Task to complete => Write out each line of the listing as it stands, without the images.

Data for this task =>

##########

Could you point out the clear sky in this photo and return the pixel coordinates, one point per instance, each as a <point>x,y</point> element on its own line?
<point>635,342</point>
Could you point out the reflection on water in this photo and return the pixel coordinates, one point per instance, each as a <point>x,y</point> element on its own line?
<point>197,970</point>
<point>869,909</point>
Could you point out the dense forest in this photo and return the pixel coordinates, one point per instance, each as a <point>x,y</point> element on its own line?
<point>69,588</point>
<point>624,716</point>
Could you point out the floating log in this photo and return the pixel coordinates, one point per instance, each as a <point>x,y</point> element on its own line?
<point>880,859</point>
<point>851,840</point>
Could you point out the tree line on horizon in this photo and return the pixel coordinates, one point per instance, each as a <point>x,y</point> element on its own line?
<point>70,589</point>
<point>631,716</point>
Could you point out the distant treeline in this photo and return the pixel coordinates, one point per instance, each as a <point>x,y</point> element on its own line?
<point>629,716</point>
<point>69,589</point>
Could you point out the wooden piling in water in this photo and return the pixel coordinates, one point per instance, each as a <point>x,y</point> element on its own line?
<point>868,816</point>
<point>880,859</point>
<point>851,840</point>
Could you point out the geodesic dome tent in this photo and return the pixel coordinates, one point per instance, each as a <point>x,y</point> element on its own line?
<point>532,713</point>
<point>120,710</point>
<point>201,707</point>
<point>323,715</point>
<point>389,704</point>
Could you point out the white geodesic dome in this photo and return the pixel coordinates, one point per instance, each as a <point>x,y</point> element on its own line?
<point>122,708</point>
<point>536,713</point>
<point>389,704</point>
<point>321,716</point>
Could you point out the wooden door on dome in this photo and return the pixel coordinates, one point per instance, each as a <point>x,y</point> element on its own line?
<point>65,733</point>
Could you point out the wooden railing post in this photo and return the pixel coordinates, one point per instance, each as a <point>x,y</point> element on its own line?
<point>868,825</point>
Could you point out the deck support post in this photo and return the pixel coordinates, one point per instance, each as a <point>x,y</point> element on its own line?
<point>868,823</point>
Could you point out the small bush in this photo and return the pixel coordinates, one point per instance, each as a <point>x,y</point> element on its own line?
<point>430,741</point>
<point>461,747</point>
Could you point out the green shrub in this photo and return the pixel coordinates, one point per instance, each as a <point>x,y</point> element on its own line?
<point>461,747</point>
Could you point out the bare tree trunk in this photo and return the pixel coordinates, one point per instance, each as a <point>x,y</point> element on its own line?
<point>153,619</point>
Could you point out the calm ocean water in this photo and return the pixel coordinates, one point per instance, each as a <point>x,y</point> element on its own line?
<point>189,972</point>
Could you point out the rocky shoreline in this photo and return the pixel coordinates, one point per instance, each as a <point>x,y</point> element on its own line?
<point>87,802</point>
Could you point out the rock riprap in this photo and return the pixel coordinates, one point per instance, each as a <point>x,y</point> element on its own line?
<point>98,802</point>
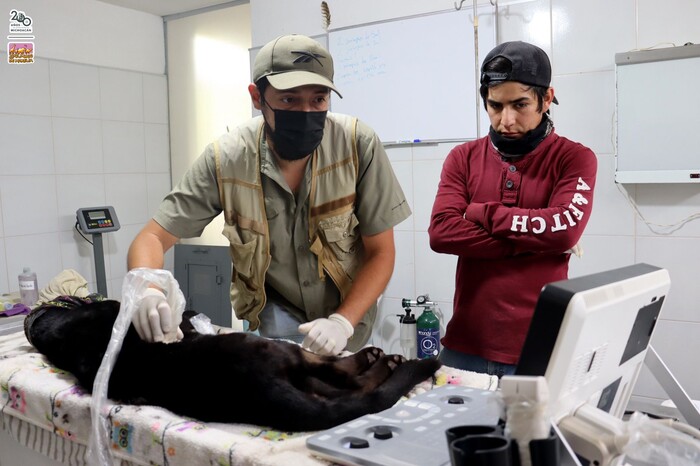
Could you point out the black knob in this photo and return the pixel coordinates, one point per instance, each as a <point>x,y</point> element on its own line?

##########

Written response =>
Could you point out the clear sky in this photo and return the pixel coordinates, one point per instance, each as a <point>x,y</point> element on its own line?
<point>635,342</point>
Could you point out the reflection on water in this photo and return the pixel coordinates, one point per instance, each as a <point>x,y</point> element on its own line?
<point>197,970</point>
<point>869,909</point>
Could you point out the dense forest in this photo and return the pixel coordinates, one point per instance, each as a <point>x,y</point> element on its own line?
<point>69,588</point>
<point>624,716</point>
Could you point out the floating log in this photo and return the pixel coordinates, one point per instance, each as a <point>x,y</point> element on its own line?
<point>880,859</point>
<point>851,840</point>
Could you point out the tree line on horizon in this photo and return the pixel coordinates, one point per instance, each as a <point>x,y</point> element on its own line?
<point>70,589</point>
<point>631,716</point>
Could you point out the distant treeline in this photo and return the pixel coordinates, one point per instance, each as a <point>x,y</point> element on its own line?
<point>629,716</point>
<point>69,589</point>
Could you point out the wooden piling in water in this photo and return the pixel coordinates, one point per instance, each as a <point>x,y</point> element on its own line?
<point>868,816</point>
<point>880,859</point>
<point>851,840</point>
Could you point out the geodesic dome tent in this photo and return the pixel coordinates, one point per instance, each as a <point>x,y</point> element on its own line?
<point>532,713</point>
<point>120,710</point>
<point>201,707</point>
<point>323,715</point>
<point>389,704</point>
Could you point out the white geodesic dome in this photo and return the pixel coordinates, one point per instance, each as a <point>x,y</point> element on its own line?
<point>122,708</point>
<point>536,713</point>
<point>389,704</point>
<point>321,716</point>
Could you point out the wooden door on dome in this photo and return the pixel coordinates, one point per instance, each as a <point>x,y</point> element on its own line?
<point>65,733</point>
Could you point out the wooden railing post in this photo and return the pixel coordinates, one point per instance, each as a <point>x,y</point> element on its own line?
<point>868,825</point>
Could you point out the deck support post in this photo and return the pixel coordinates, one point per instance, each as a <point>x,y</point> element on its own line?
<point>868,823</point>
Could you point out the small bush in this photo and return the pixel coordinates, one point per instance, each as a <point>x,y</point> element on its own line?
<point>430,741</point>
<point>461,747</point>
Could you point out the green shrub in this photo and return the pixel coordinates, one point per instance, each as a <point>x,y</point> element on its own line?
<point>461,747</point>
Could you point out the bare tree trunk in this photo and return the pixel coordinates, one point per instance, each as a <point>x,y</point> element on its own line?
<point>153,619</point>
Could you point out the calm ocean water in this photo and return the pixel coordinates, one point per instance, each as a <point>x,y</point> element on its own line?
<point>189,972</point>
Could you point out the rocky shoreline in this photo and return the pixel coordinates, one point per instance, each as a <point>x,y</point> element on its own line?
<point>87,802</point>
Could you point out the rock riprap in this photo and return the pixel coordinates, one point per instance, each as a <point>x,y</point> element on its own line?
<point>98,802</point>
Could you point out the black knob in this photo and return the pixel coordinates, one point per instance, each as a <point>x,y</point> element on its own line?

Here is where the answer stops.